**Task description:**
Check which lines of the entries that follow hold "green", then give the number of those lines and nothing more.

START Data for this exercise

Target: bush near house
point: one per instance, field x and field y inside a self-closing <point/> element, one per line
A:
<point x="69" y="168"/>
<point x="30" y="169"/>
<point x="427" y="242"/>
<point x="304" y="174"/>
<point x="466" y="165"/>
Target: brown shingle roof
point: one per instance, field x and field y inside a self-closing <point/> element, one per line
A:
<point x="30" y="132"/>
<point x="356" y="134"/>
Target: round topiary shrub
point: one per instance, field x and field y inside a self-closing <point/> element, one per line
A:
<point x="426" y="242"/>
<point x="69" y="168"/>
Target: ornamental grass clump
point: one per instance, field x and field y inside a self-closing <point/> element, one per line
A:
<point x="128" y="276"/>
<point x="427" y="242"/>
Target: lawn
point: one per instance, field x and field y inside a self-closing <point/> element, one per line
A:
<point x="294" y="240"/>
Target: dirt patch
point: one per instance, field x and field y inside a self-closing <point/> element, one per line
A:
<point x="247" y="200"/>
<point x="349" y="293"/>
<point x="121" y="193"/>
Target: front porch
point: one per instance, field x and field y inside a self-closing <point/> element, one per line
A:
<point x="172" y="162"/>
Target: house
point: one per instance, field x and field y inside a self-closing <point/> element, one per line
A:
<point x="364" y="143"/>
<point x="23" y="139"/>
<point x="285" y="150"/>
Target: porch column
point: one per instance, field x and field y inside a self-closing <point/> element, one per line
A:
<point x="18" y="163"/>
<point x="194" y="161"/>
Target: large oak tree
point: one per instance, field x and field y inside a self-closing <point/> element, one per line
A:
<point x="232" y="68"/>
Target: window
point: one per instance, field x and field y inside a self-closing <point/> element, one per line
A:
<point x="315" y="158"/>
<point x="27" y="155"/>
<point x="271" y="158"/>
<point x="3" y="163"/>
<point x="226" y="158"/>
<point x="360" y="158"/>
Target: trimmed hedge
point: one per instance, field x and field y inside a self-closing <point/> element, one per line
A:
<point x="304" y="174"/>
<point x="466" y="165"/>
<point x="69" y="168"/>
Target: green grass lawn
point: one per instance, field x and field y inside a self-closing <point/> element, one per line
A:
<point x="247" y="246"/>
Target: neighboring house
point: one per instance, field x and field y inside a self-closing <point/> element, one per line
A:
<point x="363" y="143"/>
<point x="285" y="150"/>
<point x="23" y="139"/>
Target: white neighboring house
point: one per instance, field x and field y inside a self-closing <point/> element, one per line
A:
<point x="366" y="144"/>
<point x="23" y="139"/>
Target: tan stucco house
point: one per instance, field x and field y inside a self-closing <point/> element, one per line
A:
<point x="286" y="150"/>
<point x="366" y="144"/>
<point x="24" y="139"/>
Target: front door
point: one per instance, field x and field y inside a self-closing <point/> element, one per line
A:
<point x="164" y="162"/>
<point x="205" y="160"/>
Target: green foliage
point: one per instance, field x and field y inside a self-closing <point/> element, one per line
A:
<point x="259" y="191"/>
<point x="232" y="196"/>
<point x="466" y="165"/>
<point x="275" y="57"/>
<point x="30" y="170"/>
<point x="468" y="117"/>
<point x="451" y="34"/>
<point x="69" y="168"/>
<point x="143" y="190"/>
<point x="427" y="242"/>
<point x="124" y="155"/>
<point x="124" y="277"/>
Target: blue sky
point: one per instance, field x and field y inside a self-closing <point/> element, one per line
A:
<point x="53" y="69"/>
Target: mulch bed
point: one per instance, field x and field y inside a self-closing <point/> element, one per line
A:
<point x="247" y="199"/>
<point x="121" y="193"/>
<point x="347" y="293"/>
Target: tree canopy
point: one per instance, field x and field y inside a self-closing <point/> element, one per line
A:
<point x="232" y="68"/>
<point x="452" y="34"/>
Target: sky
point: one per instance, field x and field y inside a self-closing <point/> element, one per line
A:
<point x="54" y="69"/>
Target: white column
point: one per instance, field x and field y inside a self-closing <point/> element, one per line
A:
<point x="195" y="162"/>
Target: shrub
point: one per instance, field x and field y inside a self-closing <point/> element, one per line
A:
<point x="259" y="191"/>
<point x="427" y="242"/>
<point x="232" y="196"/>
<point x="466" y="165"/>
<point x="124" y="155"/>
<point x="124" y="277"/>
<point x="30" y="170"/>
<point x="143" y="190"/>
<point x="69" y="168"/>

END Data for this exercise

**Written answer:**
2